▶ _Source passage_
______
Different criteria have been used for the morphological evaluation of esophageal tumors, ranging from bi-dimensional measurement of tumor lesions according to the WHO criteria [25] to the thickness of the esophageal wall [20, 26] or assessment of the volume by use of stereology [27]. In our study, we used the summation-of-area method described by Breiman [28]. This is a simple method which does not require any sophisticated mathematical formulas and has been mainly used to assess the volume of solid organs such as the liver and spleen and also tumor masses e.g. head and neck and kidney.

The observed discrepancy between the readers when evaluating individual tumors can be attributed to several contributing factors. The main individual factor was probably the small difference in image contrast between the tumor and the normal esophagus tissue. This resulted in difficulties in defining the respective cranial and caudal borders of the tumors, especially in tumors located close to or at the gastro-esophageal junction. In addition, the current CT scans consisted only of axial images whereupon no multiplanar reformations were available to the readers. Thinner collimation and coronal and sagittal reformations may add to a better delineation of the cranial and caudal borders of the tumors. Other possible ways to improve the definition of the tumor borders can be to use positive or negative oral contrast media just prior to the CT examination and by the aid of antispasmodic agents [14, 29]. On the other hand, the introduction of a specific, more complex CT protocol for the study of the esophagus might be difficult to implement into clinical routine practice outside tertiary referral centers, where the esophageal tumors are examined with standard CT examinations in the N and M-staging process.
______
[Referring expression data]

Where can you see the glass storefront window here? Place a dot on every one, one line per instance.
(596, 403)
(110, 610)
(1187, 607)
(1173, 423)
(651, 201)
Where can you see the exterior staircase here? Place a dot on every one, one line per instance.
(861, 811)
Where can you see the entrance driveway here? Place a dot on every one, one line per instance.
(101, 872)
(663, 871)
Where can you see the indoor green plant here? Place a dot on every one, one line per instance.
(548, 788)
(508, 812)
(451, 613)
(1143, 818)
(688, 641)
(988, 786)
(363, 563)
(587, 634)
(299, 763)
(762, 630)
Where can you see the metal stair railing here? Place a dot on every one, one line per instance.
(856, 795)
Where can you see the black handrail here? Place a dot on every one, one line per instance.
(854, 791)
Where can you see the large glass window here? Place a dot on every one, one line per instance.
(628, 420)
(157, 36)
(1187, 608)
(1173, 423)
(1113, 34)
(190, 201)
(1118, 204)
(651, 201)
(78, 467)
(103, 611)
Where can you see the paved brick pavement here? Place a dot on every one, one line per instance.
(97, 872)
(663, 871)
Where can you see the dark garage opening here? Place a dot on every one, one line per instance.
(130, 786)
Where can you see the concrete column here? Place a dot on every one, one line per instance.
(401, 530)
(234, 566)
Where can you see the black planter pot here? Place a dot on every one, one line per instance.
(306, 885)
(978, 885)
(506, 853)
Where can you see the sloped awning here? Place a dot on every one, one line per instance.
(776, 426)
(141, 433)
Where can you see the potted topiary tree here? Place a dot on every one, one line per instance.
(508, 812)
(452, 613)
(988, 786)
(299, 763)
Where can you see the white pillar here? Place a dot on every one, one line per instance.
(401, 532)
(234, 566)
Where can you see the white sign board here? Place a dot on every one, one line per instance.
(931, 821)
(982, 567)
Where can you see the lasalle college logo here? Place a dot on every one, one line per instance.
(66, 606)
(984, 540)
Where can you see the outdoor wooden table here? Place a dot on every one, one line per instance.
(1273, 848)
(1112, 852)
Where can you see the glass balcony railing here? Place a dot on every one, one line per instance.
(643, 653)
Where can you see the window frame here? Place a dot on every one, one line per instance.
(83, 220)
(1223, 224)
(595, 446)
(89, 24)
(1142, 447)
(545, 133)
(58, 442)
______
▶ _Required action 1_
In the passage on measuring esophageal tumors, which method did the study use to assess tumor volume?
▶ _Required action 2_
Repeat the stretch of the esophageal tumor passage from "Different criteria have" through "neck and kidney.".
▶ _Required action 3_
Please pick up the passage on CT evaluation of esophageal tumors at the point where it stops and continue it.
The items play no part in the tasks.

▶ _Task response 1_
The summation-of-area method described by Breiman.

▶ _Task response 2_
Different criteria have been used for the morphological evaluation of esophageal tumors, ranging from bi-dimensional measurement of tumor lesions according to the WHO criteria [25] to the thickness of the esophageal wall [20, 26] or assessment of the volume by use of stereology [27]. In our study, we used the summation-of-area method described by Breiman [28]. This is a simple method which does not require any sophisticated mathematical formulas and has been mainly used to assess the volume of solid organs such as the liver and spleen and also tumor masses e.g. head and neck and kidney.

▶ _Task response 3_
Other methods than CT can add to the armamentarium of methods allowing tumor volume detection and assessment of changes therein. PET-CT imaging with 18 FDG has recently been shown to offer advantages in monitoring the response to neoadjuvant treatment of esophageal cancer by measuring the metabolic/volume activity [21, 30, 31]. However, uncertainties regarding which thresholds of standardized uptake value (SUV) during the delineation of tumor remain as a source of variability in previous studies and there is currently no standardized protocol in use. Analysis of apparent diffusion coefficient (ADC) using diffusion-weighted magnetic resonance imaging (DWI-MRI) has been shown to correlate with histological tumor response and tumor staging [32‐34]. The need to segment tumor volume in order to calculate ADC highlights the importance of reducing the interobserver variation of the tumor segmentation.

Recent developments of computing power have enabled quantification of textural parameters of tumor volumes segmented from both CT and PET images, which has been shown to correlate with overall survival and treatment response in several studies [35‐37], but not in all [22]. However, these methods are sensitive to segmentation errors and accurate segmentation methods are needed in order to ensure comparable results between studies [38, 39].

There are some limitations burdening this study. The number of patients was relatively small and there were only two readers, which exposes the outcome to the risk of the random effect of single outliers. A further sub analysis of differences between segmentation methods depending on histological type might have not shown significance due to lack of enough patients per group (n = 15 versus n = 8). The patients were also scanned on two different scanners. However, this should not impact the comparison between semiautomatic and manual segmentation.

In conclusion, when compared to manual segmentation, application of semiautomatic CT volumetry of esophageal tumors obtained by using modern CT technology, reduces the interobserver variability, regardless of the observer’s experience.